**Exercise description**
Below are some records; copy each line in them that contains "segment".

**Material provided**
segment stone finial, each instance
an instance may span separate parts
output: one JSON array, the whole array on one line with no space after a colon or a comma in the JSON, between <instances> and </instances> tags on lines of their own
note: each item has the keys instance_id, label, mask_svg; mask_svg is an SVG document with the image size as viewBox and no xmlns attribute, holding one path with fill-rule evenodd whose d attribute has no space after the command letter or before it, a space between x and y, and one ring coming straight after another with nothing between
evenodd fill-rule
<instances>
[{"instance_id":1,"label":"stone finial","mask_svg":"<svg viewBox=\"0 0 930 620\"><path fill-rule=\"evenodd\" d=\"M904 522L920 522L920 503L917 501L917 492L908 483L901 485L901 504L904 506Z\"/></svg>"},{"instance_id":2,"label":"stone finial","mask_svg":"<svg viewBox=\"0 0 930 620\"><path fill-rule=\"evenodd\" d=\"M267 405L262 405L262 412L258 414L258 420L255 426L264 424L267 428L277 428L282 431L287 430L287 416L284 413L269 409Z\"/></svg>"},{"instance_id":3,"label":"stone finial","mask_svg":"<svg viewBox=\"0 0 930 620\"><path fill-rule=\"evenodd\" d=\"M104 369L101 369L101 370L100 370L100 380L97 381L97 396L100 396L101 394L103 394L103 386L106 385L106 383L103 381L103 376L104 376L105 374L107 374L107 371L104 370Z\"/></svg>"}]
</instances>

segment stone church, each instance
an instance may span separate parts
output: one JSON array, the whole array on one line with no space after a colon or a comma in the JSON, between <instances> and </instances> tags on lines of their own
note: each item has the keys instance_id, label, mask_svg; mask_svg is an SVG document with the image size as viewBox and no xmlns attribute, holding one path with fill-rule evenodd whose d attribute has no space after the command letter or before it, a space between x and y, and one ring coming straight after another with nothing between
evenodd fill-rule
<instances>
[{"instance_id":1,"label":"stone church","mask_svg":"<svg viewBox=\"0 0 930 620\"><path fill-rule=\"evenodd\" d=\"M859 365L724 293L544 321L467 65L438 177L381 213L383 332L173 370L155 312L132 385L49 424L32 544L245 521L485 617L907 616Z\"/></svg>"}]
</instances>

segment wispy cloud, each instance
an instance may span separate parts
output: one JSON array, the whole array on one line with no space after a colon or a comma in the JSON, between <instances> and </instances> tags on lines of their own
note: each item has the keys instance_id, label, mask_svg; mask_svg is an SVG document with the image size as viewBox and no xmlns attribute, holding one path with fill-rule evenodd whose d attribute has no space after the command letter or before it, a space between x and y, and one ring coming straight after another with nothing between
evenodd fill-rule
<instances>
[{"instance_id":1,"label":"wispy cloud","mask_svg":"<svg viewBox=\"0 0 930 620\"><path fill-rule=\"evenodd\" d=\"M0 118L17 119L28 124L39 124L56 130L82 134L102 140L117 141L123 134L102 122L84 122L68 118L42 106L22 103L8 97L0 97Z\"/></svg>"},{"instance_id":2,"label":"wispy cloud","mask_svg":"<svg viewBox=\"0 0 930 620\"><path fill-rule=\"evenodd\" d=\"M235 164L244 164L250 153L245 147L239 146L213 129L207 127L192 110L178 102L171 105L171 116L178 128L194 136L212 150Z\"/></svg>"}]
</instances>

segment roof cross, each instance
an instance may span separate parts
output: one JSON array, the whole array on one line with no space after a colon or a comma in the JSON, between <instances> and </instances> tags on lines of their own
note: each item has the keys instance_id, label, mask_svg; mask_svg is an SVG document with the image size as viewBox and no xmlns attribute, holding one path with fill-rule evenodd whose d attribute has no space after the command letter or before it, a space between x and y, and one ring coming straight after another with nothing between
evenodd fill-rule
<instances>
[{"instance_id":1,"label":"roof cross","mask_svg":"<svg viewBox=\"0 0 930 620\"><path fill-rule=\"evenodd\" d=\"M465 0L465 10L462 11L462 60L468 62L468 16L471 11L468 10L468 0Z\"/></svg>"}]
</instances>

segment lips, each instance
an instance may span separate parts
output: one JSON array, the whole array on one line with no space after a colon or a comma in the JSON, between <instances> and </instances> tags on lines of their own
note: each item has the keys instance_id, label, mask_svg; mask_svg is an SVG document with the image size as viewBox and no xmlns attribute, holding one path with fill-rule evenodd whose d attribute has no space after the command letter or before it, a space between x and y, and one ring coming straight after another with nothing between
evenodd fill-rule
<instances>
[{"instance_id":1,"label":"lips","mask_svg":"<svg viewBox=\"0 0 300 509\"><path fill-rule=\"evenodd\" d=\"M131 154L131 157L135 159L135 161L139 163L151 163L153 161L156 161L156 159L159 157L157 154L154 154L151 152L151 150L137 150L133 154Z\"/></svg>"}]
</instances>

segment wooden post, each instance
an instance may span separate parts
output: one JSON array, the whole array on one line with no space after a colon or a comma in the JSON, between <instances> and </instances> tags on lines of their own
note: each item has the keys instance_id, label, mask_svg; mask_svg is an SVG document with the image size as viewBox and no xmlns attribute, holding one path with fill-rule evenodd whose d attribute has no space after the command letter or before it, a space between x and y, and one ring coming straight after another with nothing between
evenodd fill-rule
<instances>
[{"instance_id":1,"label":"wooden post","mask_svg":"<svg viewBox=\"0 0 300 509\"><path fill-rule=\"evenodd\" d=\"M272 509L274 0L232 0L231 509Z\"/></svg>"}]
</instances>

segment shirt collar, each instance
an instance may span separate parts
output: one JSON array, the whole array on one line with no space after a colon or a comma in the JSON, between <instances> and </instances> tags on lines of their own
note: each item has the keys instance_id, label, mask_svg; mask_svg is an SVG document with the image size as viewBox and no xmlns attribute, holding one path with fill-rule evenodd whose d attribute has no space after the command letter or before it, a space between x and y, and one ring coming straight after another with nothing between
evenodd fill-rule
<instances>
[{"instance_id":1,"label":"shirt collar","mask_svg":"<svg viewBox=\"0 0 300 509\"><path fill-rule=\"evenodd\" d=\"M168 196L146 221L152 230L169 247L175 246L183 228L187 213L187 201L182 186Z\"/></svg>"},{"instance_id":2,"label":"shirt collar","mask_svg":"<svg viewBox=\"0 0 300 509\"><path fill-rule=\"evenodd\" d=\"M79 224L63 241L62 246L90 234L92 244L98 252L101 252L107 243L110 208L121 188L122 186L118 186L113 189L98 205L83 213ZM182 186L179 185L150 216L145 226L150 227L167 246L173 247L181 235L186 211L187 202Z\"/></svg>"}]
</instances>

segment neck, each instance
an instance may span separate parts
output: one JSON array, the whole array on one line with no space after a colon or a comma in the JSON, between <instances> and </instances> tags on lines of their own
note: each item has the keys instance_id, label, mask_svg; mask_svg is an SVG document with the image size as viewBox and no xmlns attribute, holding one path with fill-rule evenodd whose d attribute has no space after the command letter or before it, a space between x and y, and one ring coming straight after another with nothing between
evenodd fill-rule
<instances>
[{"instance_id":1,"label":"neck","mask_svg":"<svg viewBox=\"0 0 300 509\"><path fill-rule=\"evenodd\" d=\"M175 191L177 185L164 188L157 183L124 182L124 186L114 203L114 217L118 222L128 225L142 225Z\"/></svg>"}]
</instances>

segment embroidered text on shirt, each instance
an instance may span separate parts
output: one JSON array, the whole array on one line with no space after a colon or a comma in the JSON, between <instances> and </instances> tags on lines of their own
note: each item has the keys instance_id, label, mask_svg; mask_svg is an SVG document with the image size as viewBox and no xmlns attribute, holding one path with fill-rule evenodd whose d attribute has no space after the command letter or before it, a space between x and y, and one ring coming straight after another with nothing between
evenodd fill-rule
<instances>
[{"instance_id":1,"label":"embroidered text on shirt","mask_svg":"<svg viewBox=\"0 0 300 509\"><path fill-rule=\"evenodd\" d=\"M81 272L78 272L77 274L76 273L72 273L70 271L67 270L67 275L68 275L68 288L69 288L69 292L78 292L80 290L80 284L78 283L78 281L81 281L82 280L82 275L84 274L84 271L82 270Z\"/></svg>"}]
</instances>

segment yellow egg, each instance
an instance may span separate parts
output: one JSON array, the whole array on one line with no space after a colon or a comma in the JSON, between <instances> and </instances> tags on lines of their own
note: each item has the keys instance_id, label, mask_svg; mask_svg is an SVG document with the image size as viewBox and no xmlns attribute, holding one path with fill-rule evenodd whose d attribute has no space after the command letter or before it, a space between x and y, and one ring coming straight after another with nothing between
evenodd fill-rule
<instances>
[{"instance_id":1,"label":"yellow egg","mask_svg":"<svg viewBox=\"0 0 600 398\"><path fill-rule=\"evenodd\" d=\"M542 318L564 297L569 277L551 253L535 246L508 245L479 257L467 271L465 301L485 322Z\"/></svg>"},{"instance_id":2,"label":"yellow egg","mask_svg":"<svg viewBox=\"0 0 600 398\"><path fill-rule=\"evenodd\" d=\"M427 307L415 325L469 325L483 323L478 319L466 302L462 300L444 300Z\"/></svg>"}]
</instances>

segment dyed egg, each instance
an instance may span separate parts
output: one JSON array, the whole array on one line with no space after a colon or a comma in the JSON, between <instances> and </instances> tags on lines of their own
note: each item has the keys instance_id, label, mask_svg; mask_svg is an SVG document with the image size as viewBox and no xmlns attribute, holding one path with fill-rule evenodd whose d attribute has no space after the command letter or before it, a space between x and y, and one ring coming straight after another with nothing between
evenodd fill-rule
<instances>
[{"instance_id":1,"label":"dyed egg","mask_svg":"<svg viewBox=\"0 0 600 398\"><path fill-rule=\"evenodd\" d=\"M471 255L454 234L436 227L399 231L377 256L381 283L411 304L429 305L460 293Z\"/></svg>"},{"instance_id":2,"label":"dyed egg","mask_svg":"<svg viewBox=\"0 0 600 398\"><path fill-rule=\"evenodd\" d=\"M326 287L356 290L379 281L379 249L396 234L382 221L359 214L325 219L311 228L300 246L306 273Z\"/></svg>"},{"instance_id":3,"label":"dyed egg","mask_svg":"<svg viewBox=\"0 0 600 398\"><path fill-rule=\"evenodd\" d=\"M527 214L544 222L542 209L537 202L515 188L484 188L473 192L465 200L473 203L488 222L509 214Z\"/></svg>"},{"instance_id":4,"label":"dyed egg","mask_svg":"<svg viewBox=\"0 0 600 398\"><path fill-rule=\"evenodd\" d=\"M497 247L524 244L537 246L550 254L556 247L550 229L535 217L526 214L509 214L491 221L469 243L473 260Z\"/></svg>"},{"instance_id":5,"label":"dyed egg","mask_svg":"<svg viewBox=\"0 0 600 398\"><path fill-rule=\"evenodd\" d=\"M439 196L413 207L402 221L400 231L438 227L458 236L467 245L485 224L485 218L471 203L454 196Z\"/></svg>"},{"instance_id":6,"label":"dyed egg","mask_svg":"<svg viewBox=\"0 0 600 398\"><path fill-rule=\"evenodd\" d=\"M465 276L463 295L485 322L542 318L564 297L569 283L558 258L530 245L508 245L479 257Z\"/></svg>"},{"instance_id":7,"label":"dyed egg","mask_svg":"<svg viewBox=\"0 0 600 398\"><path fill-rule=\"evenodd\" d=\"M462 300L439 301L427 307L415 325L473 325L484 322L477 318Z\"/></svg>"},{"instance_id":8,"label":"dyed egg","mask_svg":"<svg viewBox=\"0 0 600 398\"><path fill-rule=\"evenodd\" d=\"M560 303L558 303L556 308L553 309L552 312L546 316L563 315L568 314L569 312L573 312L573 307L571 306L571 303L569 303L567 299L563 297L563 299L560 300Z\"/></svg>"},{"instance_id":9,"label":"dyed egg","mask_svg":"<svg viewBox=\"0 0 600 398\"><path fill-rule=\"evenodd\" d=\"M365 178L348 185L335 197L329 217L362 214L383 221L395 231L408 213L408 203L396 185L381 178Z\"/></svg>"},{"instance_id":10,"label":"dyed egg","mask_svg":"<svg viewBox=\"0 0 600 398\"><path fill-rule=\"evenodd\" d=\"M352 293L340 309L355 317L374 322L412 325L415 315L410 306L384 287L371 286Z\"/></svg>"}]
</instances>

**Your solution**
segment stone finial, each instance
segment stone church, each instance
segment wispy cloud, each instance
segment roof cross, each instance
segment lips, each instance
segment wooden post, each instance
segment shirt collar, each instance
segment neck, each instance
segment embroidered text on shirt, each instance
segment yellow egg, each instance
segment dyed egg, each instance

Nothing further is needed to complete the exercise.